TASK TO CARRY OUT:
Reproduce every line of the records below as a numbered list, omitting any blank lines.

EXTRACTED RECORDS:
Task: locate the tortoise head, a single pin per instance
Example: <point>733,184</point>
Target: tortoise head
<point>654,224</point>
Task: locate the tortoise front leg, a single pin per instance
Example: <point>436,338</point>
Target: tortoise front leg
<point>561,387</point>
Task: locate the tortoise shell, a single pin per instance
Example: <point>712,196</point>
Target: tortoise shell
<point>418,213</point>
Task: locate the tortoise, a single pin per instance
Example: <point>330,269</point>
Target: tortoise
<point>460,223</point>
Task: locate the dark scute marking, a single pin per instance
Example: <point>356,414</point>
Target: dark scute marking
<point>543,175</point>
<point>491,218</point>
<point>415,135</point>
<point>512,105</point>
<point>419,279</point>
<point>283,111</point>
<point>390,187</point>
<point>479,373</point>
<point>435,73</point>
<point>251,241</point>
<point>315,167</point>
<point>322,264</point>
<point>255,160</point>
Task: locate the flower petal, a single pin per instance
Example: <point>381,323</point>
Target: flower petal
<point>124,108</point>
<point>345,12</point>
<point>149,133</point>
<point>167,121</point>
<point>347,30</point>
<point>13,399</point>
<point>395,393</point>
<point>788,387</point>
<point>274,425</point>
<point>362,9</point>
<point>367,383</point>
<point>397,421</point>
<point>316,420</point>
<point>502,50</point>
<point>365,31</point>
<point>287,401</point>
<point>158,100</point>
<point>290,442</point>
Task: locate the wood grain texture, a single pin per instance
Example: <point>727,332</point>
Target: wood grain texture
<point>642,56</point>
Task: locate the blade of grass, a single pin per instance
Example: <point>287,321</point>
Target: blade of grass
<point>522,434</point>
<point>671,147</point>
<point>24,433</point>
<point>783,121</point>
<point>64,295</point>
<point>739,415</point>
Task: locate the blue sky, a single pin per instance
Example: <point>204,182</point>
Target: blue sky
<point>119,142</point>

FULL OUTPUT:
1. Task: locate the tortoise head, a single pin per instance
2. Example: <point>733,184</point>
3. Target: tortoise head
4. <point>654,224</point>
5. Task: locate the tortoise front leg, a single pin per instance
6. Example: <point>436,338</point>
7. Target: tortoise front leg
8. <point>561,387</point>
9. Task: locate the tortoise shell, a single pin per instance
10. Example: <point>712,196</point>
11. Target: tortoise shell
12. <point>418,213</point>
13. Task: locate the tortoise, a single pin per instance
14. Example: <point>330,269</point>
15. Target: tortoise
16. <point>460,223</point>
17. Task: locate the dark scute marking, a single pin per instance
18. Example: <point>356,414</point>
19. Target: dark scute marking
20. <point>543,175</point>
21. <point>491,218</point>
22. <point>415,135</point>
23. <point>512,105</point>
24. <point>419,279</point>
25. <point>283,111</point>
26. <point>390,187</point>
27. <point>479,373</point>
28. <point>435,73</point>
29. <point>251,241</point>
30. <point>315,167</point>
31. <point>322,264</point>
32. <point>255,160</point>
33. Task: locate the flower petal, a single pin per instance
34. Example: <point>381,323</point>
35. Target: flower petal
36. <point>124,108</point>
37. <point>345,12</point>
38. <point>149,133</point>
39. <point>167,121</point>
40. <point>347,30</point>
41. <point>13,399</point>
42. <point>395,393</point>
43. <point>788,387</point>
44. <point>274,425</point>
45. <point>362,9</point>
46. <point>367,383</point>
47. <point>397,421</point>
48. <point>316,420</point>
49. <point>502,50</point>
50. <point>365,31</point>
51. <point>287,401</point>
52. <point>158,100</point>
53. <point>290,442</point>
54. Task: locate the wood grain texture, a single pin per instance
55. Example: <point>727,332</point>
56. Target: wood grain texture
57. <point>642,56</point>
58. Task: locate the blade of grass, a single pin per instance
59. Example: <point>287,321</point>
60. Target: blade of grass
61. <point>522,434</point>
62. <point>671,147</point>
63. <point>24,433</point>
64. <point>783,121</point>
65. <point>64,295</point>
66. <point>739,415</point>
67. Task: locate the blue sky, a single pin per instance
68. Example: <point>204,182</point>
69. Target: blue sky
70. <point>119,142</point>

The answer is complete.